What needs to be done:
This task calls for every entry below to be repeated exactly.

§ §

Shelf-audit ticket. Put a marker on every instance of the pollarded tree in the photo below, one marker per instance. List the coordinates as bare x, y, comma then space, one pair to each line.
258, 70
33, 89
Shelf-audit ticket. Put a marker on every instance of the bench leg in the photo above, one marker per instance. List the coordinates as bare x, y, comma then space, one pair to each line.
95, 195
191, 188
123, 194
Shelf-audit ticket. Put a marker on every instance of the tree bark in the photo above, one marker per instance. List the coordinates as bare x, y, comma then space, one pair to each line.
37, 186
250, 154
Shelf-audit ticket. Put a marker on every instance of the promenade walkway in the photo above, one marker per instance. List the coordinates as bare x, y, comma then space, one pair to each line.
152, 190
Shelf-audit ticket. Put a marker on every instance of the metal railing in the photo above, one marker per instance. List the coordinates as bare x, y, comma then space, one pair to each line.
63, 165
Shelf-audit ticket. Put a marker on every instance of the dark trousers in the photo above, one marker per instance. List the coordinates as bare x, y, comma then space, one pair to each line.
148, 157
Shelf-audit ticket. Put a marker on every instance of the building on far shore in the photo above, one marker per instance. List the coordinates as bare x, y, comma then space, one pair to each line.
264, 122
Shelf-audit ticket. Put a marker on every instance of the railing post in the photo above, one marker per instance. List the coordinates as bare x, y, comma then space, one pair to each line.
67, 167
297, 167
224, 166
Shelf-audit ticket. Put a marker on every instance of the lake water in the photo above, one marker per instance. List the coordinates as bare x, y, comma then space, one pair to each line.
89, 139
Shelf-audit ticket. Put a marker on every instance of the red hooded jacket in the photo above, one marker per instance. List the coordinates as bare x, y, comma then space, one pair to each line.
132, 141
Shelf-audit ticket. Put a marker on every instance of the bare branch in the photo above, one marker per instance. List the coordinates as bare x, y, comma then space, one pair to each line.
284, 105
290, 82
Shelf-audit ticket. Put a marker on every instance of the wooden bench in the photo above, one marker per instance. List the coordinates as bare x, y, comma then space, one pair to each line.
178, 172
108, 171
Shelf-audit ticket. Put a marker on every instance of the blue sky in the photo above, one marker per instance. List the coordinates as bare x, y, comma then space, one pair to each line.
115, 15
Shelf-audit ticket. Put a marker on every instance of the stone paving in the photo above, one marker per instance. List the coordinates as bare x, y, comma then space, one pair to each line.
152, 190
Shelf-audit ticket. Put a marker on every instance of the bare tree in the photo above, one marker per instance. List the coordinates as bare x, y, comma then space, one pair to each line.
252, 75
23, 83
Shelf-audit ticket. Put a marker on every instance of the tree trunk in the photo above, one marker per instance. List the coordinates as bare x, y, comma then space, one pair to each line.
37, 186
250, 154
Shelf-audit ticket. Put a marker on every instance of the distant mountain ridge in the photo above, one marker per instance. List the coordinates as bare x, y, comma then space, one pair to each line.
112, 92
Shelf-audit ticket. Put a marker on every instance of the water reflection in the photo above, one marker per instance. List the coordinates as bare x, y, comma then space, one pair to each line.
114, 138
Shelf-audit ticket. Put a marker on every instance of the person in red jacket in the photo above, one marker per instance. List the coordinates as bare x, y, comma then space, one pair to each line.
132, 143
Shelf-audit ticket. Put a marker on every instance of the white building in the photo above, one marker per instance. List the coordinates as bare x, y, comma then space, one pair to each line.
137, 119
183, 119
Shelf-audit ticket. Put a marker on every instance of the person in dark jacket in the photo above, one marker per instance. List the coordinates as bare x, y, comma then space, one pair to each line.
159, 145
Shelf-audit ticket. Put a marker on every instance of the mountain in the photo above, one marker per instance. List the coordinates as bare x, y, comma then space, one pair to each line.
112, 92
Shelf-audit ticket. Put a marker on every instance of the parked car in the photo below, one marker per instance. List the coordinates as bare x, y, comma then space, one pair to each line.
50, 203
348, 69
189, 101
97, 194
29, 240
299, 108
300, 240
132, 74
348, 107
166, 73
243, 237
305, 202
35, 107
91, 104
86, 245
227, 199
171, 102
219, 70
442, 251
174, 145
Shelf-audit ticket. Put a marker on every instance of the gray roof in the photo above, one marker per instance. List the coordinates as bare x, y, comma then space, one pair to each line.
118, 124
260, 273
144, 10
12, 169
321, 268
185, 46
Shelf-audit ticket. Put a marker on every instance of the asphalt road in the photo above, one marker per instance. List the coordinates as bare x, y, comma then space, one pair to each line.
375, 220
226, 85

§ §

Response:
Shelf-audit ticket. Put a marker on every instance of the pollarded tree in the photo below, one marker per instance. List the coordinates as bare x, y, comma then space, one pair to each line.
258, 70
33, 89
Shelf-audit ticket. Put a marker on every instance of the bench leg in the photo above, one marker per instance. List the coordinates as bare x, y, comma then space, one pair to each line.
95, 195
191, 188
123, 194
Shelf-audit ticket. Put a marker on every instance of the tree bark in the photo above, one marker per instance. List the coordinates as bare x, y, comma then space, one pair to each line.
37, 186
250, 154
Shelf-audit ticket. Put a marker on every instance of the promenade walkway in the photo above, one marker per instance. List the coordinates as bare x, y, comma then space, one pair to each line.
152, 190
Shelf-audit ticket. Put a marker on every instance of the metal railing in the photo above, one marker per instance. List the coordinates as bare x, y, comma then space, one pair to each line.
63, 165
Shelf-audit ticket. Put a marker on every instance of the dark trousers in the photo above, one marker per instance. List the coordinates as bare x, y, comma then space, one pair to each line.
148, 157
Shelf-audit ticket. Put a marker on every instance of the building on far shore in the photo above, one marker per instance. List the coordinates as bare x, y, comma then space, one pair to each line.
264, 122
Shelf-audit ticket. Put a marker on every instance of the railing post in the photo above, one marker per instance. List the coordinates as bare x, y, comma then space, one pair to each line.
67, 167
297, 167
224, 166
Shelf-audit ticket. Put a marker on every instance of the lake water in the photo above, one marker per instance. List the coordinates as bare x, y, comma then space, one pair to each line.
89, 139
Shelf-audit ticket. Put a marker on every instance of the red hooded jacket in the photo above, one marker per instance. List the coordinates as bare x, y, comma then space, one pair to each line.
132, 141
Shelf-audit ticket. Put a marker on every instance of the bare branch in the photo above, one marker per instance. List the coordinates as bare x, y, comma then space, one pair to each line.
284, 105
290, 82
Shelf-audit ticket. Put a marker on every instance of the wooden bench in the photo above, one marker per instance. List the coordinates as bare x, y, comma then space, one pair to each line.
178, 172
108, 171
Shelf-audit ticket. Put a marker on every instance of the blue sky in the photo above, one marker per instance. List the coordinates as bare x, y, comma then space, one pair to each line.
115, 15
Shelf-audit ticket. Put a marker on every instance of the stone paving in the photo above, one marker per instance. List the coordinates as bare x, y, comma then space, one pair to each line.
152, 190
Shelf-audit ticket. Put a marker on every instance of the bare tree in the photo above, one marker per instance. List the coordinates as bare x, y, comma then space, one pair to each line.
252, 75
23, 83
Shelf-audit ticket. Put a marker on every instance of the tree trunk in the photo above, one marker per instance. List the coordinates as bare x, y, comma then space, one pair to each line.
37, 186
250, 154
Shelf-audit ticket. Put a marker on every instance of the distant mountain ridge in the photo above, one marker per instance. List the coordinates as bare x, y, comma then space, one pair to each line.
112, 92
Shelf-audit ticket. Put a marker on every instance of the water reflection in the photo above, one marker per instance. List the coordinates as bare x, y, comma then space, one pair to each line.
114, 138
Shelf-audit ticket. Put a marker on every instance of the person in red jacket in the photo above, one marker per instance. List the coordinates as bare x, y, comma then space, one pair to each line.
132, 143
Shelf-audit ticket. Put a marker on every instance of the white building in the photo above, one marker per instance. List the coordinates as bare x, y, comma then space, one pair to each line.
137, 119
183, 119
Shelf-audit ticket. Put a marker on every instance of the person in dark jacket in the photo above, one marker per instance. List the coordinates as bare x, y, comma then space, one pair to each line.
159, 145
Shelf-audit ticket. Put a marker on every instance of the mountain in the photo above, one marker per instance. List the coordinates as bare x, y, comma then space, one pair to each line.
112, 92
Shelf-audit ticket. Put a marker on every instance of the parked car in the photo below, one marker per instance. List the coordinates as bare x, y, comma then space, one pair to each line.
50, 203
348, 69
189, 101
97, 194
29, 240
299, 108
300, 240
132, 74
348, 107
166, 73
243, 237
305, 202
35, 107
91, 104
86, 245
227, 199
171, 102
219, 70
442, 251
174, 145
Shelf-audit ticket. Put a marker on every instance of the gray roof in the photo above, one marker per instance. List the coordinates as bare x, y, comma then space, one pair to each line.
118, 124
260, 273
144, 10
12, 169
321, 268
185, 46
Shelf-audit ticket. Put a marker on every instance of the asphalt road in the photo above, one marker per instance. List the coordinates as bare x, y, comma then space, one pair to each line.
375, 220
226, 85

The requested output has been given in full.